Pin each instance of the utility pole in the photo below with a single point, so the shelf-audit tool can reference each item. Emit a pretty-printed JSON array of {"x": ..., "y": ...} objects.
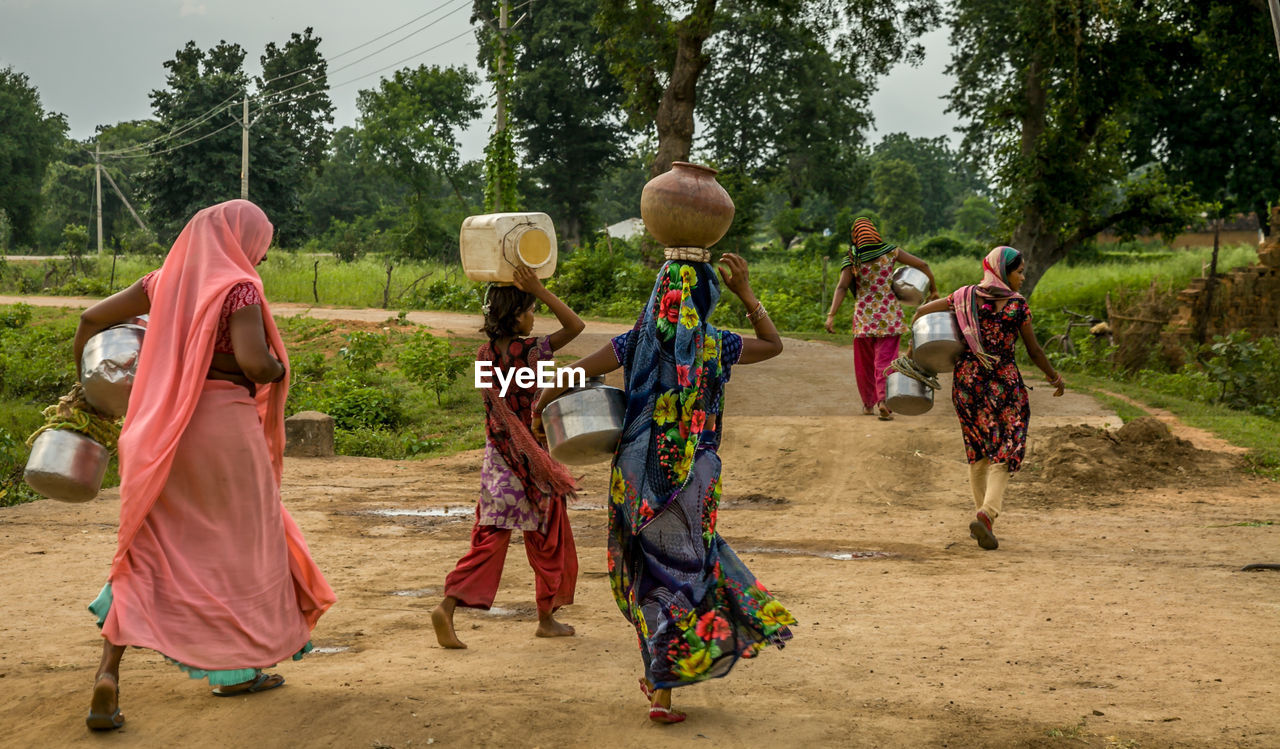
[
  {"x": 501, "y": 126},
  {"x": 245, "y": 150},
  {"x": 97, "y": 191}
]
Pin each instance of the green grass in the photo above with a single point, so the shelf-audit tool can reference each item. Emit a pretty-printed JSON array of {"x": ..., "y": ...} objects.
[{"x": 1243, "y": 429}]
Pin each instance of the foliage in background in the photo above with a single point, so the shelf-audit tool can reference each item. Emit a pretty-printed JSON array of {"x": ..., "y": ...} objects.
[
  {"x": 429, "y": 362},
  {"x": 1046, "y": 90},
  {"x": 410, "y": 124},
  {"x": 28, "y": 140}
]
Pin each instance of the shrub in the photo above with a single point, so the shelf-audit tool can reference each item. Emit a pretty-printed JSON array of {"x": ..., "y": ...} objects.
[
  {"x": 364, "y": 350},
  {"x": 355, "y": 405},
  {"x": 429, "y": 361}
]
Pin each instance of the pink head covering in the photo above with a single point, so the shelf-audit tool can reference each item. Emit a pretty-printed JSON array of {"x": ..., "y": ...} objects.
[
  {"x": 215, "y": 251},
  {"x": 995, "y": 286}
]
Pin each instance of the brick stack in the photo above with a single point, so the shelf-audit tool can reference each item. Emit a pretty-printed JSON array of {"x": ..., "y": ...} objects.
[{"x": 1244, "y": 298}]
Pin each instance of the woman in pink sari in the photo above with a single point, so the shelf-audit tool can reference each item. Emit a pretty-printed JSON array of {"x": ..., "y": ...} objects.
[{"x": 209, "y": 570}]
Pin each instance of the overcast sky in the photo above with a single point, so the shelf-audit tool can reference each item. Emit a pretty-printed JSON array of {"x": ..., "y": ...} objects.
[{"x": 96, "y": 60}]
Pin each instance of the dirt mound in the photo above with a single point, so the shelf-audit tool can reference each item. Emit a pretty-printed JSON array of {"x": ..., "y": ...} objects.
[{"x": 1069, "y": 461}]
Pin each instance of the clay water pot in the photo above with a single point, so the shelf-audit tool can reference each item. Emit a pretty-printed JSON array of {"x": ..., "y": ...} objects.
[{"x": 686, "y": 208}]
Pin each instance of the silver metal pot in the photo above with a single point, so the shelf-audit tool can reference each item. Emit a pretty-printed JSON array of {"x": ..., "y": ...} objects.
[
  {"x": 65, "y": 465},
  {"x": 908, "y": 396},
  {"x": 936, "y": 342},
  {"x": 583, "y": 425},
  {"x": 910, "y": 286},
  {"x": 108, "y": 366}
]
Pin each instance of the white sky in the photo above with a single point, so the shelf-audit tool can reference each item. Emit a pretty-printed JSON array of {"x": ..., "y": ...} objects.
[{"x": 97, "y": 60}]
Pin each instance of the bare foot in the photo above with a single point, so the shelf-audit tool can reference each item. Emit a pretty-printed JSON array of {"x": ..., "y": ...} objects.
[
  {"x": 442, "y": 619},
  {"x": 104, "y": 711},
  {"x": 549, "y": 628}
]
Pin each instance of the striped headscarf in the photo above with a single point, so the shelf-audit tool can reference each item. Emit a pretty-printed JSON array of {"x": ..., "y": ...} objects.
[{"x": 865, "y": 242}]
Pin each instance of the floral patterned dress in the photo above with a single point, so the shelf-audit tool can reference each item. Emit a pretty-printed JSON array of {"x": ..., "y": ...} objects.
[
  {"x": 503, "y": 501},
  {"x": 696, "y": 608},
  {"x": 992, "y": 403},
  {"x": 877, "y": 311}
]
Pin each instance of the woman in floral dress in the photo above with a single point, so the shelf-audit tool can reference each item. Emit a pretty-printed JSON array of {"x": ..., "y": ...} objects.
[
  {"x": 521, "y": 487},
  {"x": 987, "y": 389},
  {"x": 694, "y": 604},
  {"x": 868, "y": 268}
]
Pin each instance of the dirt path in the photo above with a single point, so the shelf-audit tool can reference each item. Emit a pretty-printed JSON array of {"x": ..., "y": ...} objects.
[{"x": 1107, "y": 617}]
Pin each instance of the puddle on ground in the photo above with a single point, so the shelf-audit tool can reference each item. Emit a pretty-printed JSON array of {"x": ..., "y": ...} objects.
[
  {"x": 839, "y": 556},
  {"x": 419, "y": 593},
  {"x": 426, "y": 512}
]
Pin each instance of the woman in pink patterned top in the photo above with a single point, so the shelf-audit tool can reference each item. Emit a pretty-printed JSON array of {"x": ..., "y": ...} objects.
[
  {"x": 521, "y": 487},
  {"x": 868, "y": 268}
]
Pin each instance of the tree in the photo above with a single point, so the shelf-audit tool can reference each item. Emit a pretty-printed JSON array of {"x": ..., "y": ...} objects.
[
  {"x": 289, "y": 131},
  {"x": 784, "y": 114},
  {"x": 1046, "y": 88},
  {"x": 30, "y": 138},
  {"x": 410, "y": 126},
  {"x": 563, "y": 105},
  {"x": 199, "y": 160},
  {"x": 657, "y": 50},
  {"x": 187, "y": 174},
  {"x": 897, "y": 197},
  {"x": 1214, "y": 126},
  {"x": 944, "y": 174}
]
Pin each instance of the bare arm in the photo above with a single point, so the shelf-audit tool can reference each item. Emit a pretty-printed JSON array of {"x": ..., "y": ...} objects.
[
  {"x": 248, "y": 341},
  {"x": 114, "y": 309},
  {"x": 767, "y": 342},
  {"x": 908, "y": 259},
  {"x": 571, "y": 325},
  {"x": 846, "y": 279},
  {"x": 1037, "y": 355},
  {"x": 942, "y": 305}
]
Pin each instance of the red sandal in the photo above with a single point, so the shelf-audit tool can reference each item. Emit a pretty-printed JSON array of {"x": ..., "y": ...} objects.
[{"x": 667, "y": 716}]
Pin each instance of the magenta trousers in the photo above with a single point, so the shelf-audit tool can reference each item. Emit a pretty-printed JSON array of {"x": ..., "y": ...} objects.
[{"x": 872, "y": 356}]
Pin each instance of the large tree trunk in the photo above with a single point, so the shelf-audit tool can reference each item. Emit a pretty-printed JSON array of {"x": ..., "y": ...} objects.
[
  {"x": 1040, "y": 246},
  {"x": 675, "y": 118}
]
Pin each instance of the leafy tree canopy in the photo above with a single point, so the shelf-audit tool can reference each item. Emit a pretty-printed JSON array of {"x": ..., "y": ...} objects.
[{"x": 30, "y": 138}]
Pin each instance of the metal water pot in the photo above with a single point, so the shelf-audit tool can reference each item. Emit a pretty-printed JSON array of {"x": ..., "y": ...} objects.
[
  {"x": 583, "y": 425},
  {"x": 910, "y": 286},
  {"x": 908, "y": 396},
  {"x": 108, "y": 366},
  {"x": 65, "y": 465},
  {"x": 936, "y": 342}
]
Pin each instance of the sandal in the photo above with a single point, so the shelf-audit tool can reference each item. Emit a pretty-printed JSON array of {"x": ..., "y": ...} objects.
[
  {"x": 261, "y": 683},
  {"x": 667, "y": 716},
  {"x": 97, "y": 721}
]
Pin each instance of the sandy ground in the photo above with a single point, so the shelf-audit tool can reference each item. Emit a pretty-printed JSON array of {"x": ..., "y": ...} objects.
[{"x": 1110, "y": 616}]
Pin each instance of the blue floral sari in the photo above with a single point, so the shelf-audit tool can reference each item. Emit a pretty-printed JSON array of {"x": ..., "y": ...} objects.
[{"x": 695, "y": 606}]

# # # #

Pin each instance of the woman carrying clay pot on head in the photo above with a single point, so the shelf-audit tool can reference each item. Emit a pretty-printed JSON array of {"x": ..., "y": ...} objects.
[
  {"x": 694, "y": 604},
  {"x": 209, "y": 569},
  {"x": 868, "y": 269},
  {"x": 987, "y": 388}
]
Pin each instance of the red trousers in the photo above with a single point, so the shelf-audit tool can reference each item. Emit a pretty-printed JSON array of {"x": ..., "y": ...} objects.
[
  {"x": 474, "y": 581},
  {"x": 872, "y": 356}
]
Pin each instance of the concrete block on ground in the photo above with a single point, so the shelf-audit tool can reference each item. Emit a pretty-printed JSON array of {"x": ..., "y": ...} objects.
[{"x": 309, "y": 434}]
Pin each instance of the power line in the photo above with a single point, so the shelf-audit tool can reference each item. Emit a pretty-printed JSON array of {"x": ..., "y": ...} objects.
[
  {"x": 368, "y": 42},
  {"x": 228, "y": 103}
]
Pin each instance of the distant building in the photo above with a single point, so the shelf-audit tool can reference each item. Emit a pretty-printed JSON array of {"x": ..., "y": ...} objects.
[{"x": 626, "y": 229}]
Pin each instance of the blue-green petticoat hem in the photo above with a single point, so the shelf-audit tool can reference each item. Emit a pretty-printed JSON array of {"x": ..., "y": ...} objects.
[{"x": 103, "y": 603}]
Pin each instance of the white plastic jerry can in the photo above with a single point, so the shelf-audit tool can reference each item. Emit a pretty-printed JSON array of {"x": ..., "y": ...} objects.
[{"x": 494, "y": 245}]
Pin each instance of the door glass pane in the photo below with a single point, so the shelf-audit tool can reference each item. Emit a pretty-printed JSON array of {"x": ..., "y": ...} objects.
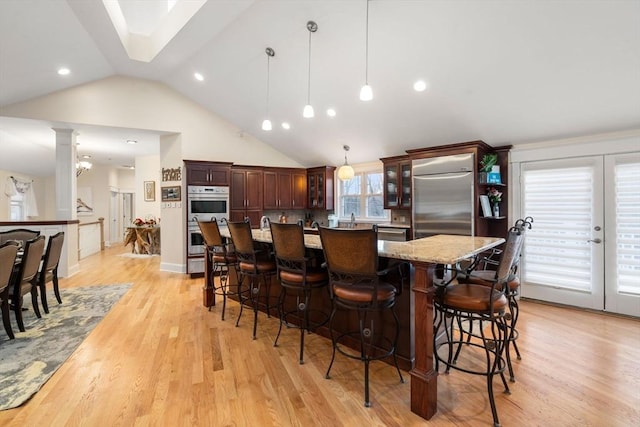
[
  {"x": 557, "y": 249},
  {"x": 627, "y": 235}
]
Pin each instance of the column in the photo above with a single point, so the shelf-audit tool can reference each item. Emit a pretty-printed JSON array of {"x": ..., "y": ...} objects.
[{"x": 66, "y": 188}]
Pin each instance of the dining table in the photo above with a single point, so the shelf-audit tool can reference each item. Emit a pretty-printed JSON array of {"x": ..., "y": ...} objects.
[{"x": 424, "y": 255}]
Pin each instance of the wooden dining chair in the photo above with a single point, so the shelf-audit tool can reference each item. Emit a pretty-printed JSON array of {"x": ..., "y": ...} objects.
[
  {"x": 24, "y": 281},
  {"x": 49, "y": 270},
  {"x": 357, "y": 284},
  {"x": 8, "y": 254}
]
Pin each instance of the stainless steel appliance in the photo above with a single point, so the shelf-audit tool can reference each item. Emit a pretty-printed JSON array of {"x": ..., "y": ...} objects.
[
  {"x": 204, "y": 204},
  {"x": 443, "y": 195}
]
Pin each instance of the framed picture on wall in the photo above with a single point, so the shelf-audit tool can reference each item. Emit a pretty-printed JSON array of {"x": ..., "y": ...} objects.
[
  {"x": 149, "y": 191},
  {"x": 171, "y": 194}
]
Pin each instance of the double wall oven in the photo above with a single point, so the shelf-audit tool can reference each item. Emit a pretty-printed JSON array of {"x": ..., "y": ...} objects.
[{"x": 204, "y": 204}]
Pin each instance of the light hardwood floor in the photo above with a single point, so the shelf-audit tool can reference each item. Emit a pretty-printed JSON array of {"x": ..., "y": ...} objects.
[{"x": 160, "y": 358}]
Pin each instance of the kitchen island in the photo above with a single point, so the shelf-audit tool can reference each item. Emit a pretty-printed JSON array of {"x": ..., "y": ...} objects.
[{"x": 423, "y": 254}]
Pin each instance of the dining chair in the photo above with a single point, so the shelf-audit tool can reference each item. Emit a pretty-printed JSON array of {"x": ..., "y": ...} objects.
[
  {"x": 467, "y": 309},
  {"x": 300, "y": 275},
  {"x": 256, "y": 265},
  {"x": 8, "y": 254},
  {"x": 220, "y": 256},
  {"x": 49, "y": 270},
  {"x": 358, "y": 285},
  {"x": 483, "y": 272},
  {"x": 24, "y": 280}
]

# # # #

• _SET TASK_
Which lines in the material contain the string "patterned", matching case exactly? Copy each of those lines in full.

• _RESULT OF THIS TASK_
Pin each instance of the floral patterned dress in the photo above with a single point, so the shelf-audit tool can reference each item. Emit a pretty-printed JSON array of {"x": ..., "y": ...} objects.
Pin each instance of the woman in pink patterned top in the photo above with a single point, so the shelf-audit tool can reference each item. Emit a pretty-printed JSON array of {"x": ..., "y": ...} objects.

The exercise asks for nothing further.